EXCERPTED PASSAGE:
[Start of Attachment]
Personal response

Posted: October 17th, 2013





Personal response

How It Feels to Be Colored Me by Zora Neale Hurston

The essay by Zora Hurston touches on the controversial theme of racial discrimination. Zora speaks of her realization of the day she became colored, a term that was commonly used in the United States to refer to people of black skin and African origins. Zora describes an instance where colored people were passing through a street where they “were peered at cautiously from behind curtains by the timid…” (Nordquist 18-20). This stereotype was echoed throughout the education system, the residential areas and the public utilities and religious circles. Zora found herself in a worse position as a Negro who was also Indian in origin. This presented a situation in which either faction of whites and blacks could not fully accept her as one of their own. The association of Negroes with demeaning negative notions and qualities like slavery and poverty is a dominant aspect of the relationships in this society.

Two Ways to Belong in America

The publication discusses the unexpected disagreement between close blood relatives on the topic of immigration. The conflicts between these two individuals represent the battle between conservative and liberal ideas within society. One of the sisters has maintained her Indian roots despite getting acceptance as an American citizen. She is highly skeptical of her sister who despite coming from India has undergone a complete cultural transformation into an American woman. The pressure by cultural elements to comply with one’s origin, tribe, race or background affects individuals differently. Most people stick to their traditions despite opportunities to transform their mindsets while others embrace the change that is resented by new cultures and environments (Mukherjee line 33, 45-67)

Kid Kustomers

Eric Schlosser in his essay Kid Kustomers talks about the approach by different companies to target children as a lucrative marketing niche. Advertisements are tailored to attract children who in turn compel or coerce their parents to engage in purchase. The desperate extent to which companies create characters that child relate with physically and mentally creates a generation of children that base their choices and decisions on pre-fabricated corporate fantasies. Companies such as Disney World and Budweiser exploit this juvenile weakness by manipulating children into whining, haggling and threatening their guardians for these products. Self-control and prudence among children is therefore low and transformation can be triggered by instilling independence and exposure to individuality (Schlosser 32-39).
[End of Attachment]
WORK INSTRUCTIONS:
1. Which two companies does the personal response name as exploiting children's weakness to get them to pressure their guardians?
2. Extend the personal response past its final sentence.
The data after this point comes from a separate source.

DATA SHOWN:
[Start of Attachment]
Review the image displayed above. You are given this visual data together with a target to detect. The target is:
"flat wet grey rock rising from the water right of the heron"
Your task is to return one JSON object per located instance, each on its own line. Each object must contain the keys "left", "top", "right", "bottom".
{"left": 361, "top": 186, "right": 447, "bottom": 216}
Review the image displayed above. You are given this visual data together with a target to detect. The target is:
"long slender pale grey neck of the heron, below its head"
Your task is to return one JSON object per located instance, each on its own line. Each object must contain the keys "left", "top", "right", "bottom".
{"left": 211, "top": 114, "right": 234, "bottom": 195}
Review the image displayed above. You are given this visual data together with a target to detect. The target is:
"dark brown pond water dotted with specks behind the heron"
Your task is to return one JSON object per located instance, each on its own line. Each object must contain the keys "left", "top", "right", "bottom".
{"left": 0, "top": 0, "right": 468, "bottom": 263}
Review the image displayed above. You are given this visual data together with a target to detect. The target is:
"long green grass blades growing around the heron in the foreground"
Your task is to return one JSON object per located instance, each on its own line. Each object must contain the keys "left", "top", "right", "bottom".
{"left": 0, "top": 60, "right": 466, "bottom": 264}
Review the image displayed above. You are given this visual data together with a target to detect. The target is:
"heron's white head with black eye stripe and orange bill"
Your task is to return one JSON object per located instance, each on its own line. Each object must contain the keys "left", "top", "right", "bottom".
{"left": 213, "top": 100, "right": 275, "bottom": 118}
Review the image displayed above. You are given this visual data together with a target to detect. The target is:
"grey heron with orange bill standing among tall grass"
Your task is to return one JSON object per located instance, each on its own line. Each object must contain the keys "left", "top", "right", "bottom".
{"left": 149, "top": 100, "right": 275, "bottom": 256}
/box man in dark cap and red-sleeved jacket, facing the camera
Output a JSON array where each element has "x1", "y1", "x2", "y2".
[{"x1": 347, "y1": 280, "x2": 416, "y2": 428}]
[End of Attachment]
EXERCISE ANSWERS:
1. Disney World and Budweiser.

2.
Why Don’t We Complain?

Buckley addresses the erosion of privacy within the American environment because of technological advancement and increased government inclusion into the private lives of citizens. Technology has nearly eliminated the individual privacy within America by bridging the options that were previously rightfully awarded to individuals. The state is equally narrowing the instances in which it is still legal to deny their agencies the right to inspect premises, conduct investigations into private lives of people and monitor all other private aspects. Citizens have slowly accepted this intrusion of privacy as unavoidable within their lives without much complaint. Buckley also mentions the helplessness that most Americans find themselves in due to these changes. The surrendering of political voice and economic liberties is an example of the extent to which the ability to express oneself or complain is slowly diminishing in America (Fuller & Buckley 22-34).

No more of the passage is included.